▶ **Task requirements**
Transcribe exactly, leaving out pictures, the lines from the one that holds "Target: turquoise sea water" through the end of the data below, including both end lines and no others.

▶ **Listed records**
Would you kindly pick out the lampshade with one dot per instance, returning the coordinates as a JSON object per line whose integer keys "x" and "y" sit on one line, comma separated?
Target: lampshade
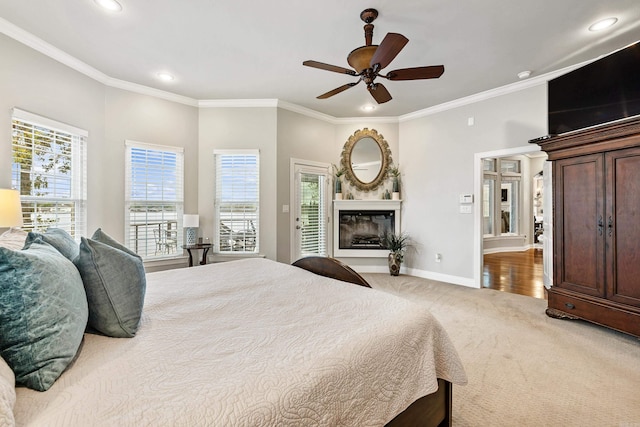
{"x": 10, "y": 208}
{"x": 190, "y": 221}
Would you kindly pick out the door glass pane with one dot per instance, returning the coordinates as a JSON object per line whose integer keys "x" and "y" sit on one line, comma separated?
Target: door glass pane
{"x": 312, "y": 217}
{"x": 488, "y": 202}
{"x": 489, "y": 165}
{"x": 509, "y": 207}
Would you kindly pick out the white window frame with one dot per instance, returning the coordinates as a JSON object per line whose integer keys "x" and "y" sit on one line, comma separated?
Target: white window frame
{"x": 154, "y": 233}
{"x": 238, "y": 239}
{"x": 66, "y": 202}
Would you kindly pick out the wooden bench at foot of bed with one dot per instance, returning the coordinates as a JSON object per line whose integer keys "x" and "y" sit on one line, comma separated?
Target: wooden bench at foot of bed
{"x": 431, "y": 410}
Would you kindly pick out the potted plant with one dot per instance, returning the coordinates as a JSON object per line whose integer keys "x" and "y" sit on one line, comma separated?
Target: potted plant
{"x": 338, "y": 182}
{"x": 397, "y": 243}
{"x": 394, "y": 173}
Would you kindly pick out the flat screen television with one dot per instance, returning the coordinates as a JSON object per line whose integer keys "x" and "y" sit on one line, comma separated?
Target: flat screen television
{"x": 603, "y": 91}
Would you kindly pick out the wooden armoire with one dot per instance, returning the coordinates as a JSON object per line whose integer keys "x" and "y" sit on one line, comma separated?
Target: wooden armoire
{"x": 596, "y": 237}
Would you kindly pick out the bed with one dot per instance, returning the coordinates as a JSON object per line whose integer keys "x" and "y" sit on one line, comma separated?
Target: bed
{"x": 255, "y": 342}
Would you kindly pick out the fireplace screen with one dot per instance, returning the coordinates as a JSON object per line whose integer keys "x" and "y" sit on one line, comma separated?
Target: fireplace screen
{"x": 362, "y": 229}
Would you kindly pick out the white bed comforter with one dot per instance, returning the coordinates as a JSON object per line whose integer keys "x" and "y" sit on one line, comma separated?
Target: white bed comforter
{"x": 252, "y": 343}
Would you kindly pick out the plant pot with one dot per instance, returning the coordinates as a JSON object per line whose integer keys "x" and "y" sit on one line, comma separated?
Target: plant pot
{"x": 394, "y": 263}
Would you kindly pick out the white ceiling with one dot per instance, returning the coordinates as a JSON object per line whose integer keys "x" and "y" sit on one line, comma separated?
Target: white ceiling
{"x": 254, "y": 49}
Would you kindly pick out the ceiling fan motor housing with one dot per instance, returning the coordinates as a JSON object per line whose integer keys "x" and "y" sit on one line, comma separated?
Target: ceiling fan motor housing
{"x": 360, "y": 58}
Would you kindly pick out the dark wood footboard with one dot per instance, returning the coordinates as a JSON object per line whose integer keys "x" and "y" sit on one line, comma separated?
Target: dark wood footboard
{"x": 331, "y": 267}
{"x": 431, "y": 410}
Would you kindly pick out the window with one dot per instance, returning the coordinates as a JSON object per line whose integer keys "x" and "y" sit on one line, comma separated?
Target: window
{"x": 49, "y": 168}
{"x": 237, "y": 201}
{"x": 154, "y": 199}
{"x": 500, "y": 196}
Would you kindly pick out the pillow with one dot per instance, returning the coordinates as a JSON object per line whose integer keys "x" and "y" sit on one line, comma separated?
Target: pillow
{"x": 43, "y": 313}
{"x": 115, "y": 282}
{"x": 14, "y": 239}
{"x": 59, "y": 239}
{"x": 7, "y": 394}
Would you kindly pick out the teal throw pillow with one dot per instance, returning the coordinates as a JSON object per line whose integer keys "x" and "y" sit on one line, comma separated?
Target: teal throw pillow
{"x": 59, "y": 239}
{"x": 115, "y": 282}
{"x": 43, "y": 313}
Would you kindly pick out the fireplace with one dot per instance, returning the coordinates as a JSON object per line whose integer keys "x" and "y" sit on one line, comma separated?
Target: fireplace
{"x": 362, "y": 229}
{"x": 358, "y": 225}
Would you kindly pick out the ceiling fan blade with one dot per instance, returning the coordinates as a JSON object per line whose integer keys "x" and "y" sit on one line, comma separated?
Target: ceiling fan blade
{"x": 391, "y": 45}
{"x": 337, "y": 90}
{"x": 379, "y": 93}
{"x": 416, "y": 73}
{"x": 328, "y": 67}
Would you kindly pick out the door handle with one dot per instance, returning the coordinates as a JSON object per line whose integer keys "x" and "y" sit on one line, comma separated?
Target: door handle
{"x": 600, "y": 225}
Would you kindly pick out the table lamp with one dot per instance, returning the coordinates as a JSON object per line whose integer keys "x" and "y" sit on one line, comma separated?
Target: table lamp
{"x": 191, "y": 224}
{"x": 10, "y": 208}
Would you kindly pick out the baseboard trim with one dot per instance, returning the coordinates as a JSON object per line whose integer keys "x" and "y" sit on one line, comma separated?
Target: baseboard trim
{"x": 431, "y": 275}
{"x": 440, "y": 277}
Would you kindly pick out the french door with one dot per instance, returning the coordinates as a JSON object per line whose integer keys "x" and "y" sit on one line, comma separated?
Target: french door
{"x": 310, "y": 219}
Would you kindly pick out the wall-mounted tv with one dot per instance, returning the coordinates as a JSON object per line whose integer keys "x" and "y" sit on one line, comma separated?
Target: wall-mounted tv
{"x": 603, "y": 91}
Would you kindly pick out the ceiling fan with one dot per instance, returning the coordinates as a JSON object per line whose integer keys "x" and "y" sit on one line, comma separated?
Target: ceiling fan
{"x": 368, "y": 60}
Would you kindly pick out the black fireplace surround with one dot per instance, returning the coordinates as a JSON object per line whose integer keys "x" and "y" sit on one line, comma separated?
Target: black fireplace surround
{"x": 362, "y": 229}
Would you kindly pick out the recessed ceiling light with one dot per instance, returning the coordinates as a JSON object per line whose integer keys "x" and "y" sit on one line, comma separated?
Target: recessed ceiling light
{"x": 524, "y": 74}
{"x": 165, "y": 77}
{"x": 110, "y": 5}
{"x": 602, "y": 24}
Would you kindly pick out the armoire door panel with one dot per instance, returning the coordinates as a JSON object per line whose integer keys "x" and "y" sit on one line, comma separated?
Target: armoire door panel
{"x": 623, "y": 227}
{"x": 580, "y": 224}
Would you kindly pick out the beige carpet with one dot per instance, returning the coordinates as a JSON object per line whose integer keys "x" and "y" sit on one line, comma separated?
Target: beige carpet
{"x": 524, "y": 368}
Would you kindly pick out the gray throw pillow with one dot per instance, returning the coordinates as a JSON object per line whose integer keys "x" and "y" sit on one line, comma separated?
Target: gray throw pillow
{"x": 43, "y": 313}
{"x": 59, "y": 239}
{"x": 115, "y": 282}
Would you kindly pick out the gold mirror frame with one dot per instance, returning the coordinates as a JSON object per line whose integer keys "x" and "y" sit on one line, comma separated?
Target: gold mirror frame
{"x": 385, "y": 154}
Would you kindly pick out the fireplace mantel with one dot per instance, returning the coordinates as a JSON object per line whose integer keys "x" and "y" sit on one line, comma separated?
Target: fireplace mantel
{"x": 362, "y": 206}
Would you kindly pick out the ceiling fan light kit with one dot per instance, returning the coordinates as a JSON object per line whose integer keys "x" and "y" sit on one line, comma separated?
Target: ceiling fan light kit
{"x": 370, "y": 59}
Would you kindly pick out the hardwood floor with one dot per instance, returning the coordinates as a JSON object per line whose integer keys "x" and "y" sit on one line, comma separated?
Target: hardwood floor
{"x": 515, "y": 272}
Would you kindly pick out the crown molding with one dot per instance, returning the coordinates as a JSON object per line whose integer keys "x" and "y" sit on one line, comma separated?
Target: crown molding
{"x": 237, "y": 103}
{"x": 492, "y": 93}
{"x": 53, "y": 52}
{"x": 64, "y": 58}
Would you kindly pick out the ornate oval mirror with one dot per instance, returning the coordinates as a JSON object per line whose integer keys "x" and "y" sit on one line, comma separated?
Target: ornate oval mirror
{"x": 365, "y": 158}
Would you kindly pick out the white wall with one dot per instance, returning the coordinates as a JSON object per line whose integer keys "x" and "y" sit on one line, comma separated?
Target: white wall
{"x": 240, "y": 128}
{"x": 437, "y": 162}
{"x": 38, "y": 84}
{"x": 435, "y": 152}
{"x": 35, "y": 83}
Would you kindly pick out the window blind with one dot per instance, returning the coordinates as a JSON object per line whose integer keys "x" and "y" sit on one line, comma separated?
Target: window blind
{"x": 49, "y": 168}
{"x": 154, "y": 199}
{"x": 237, "y": 201}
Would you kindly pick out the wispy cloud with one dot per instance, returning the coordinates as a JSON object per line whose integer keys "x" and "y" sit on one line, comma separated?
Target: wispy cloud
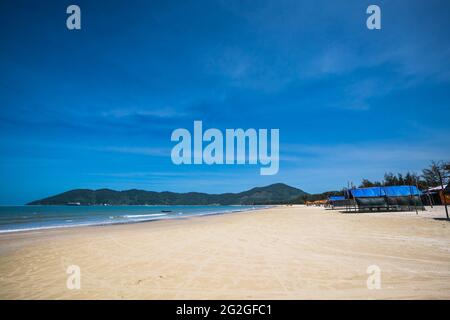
{"x": 160, "y": 152}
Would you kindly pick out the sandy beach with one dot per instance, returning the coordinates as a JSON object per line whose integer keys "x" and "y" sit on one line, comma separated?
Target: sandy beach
{"x": 279, "y": 253}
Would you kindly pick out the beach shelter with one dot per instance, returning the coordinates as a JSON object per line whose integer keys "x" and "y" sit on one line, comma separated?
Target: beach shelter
{"x": 387, "y": 198}
{"x": 337, "y": 201}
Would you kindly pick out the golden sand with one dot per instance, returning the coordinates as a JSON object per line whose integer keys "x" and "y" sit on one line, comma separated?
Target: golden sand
{"x": 278, "y": 253}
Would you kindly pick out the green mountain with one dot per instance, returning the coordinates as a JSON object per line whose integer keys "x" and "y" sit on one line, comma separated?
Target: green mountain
{"x": 273, "y": 194}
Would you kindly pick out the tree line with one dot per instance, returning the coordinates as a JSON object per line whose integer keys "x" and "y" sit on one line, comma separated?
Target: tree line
{"x": 428, "y": 178}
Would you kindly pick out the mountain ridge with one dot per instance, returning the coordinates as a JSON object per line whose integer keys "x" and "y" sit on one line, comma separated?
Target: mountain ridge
{"x": 272, "y": 194}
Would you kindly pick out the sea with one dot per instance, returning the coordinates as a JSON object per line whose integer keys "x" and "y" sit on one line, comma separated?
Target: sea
{"x": 24, "y": 218}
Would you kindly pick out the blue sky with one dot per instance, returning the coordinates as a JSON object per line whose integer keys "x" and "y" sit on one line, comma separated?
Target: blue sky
{"x": 95, "y": 108}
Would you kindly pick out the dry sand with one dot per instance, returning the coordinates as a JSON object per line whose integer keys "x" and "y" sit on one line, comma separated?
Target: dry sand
{"x": 278, "y": 253}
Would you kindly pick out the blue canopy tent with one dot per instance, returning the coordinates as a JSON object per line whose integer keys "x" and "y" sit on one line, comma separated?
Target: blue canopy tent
{"x": 338, "y": 201}
{"x": 387, "y": 198}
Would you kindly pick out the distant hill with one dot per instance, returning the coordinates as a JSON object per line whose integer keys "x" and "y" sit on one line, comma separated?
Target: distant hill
{"x": 272, "y": 194}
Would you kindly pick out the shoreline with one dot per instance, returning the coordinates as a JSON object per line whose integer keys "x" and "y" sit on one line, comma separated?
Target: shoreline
{"x": 278, "y": 253}
{"x": 156, "y": 217}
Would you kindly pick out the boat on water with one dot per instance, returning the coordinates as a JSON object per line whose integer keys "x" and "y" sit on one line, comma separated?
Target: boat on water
{"x": 73, "y": 204}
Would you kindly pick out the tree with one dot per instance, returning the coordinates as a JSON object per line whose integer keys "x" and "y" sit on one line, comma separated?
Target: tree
{"x": 432, "y": 173}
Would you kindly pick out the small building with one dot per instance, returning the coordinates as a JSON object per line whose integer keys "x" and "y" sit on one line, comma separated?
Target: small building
{"x": 437, "y": 195}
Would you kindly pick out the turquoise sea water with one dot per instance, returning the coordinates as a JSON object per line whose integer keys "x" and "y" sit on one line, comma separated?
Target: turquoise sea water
{"x": 21, "y": 218}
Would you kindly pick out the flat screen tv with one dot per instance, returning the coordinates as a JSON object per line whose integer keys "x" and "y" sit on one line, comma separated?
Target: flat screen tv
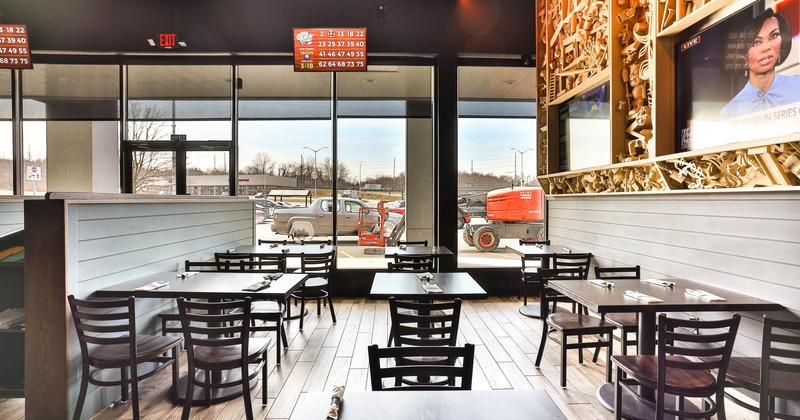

▶ **Result of this task**
Target: turquoise sea water
{"x": 21, "y": 218}
Would you kindly pick out the flat screen tv with one dot per instance, returning the coordinates as a JSON object per line whose integer keys "x" and "y" sit on one line, comma separated?
Target: flat screen tv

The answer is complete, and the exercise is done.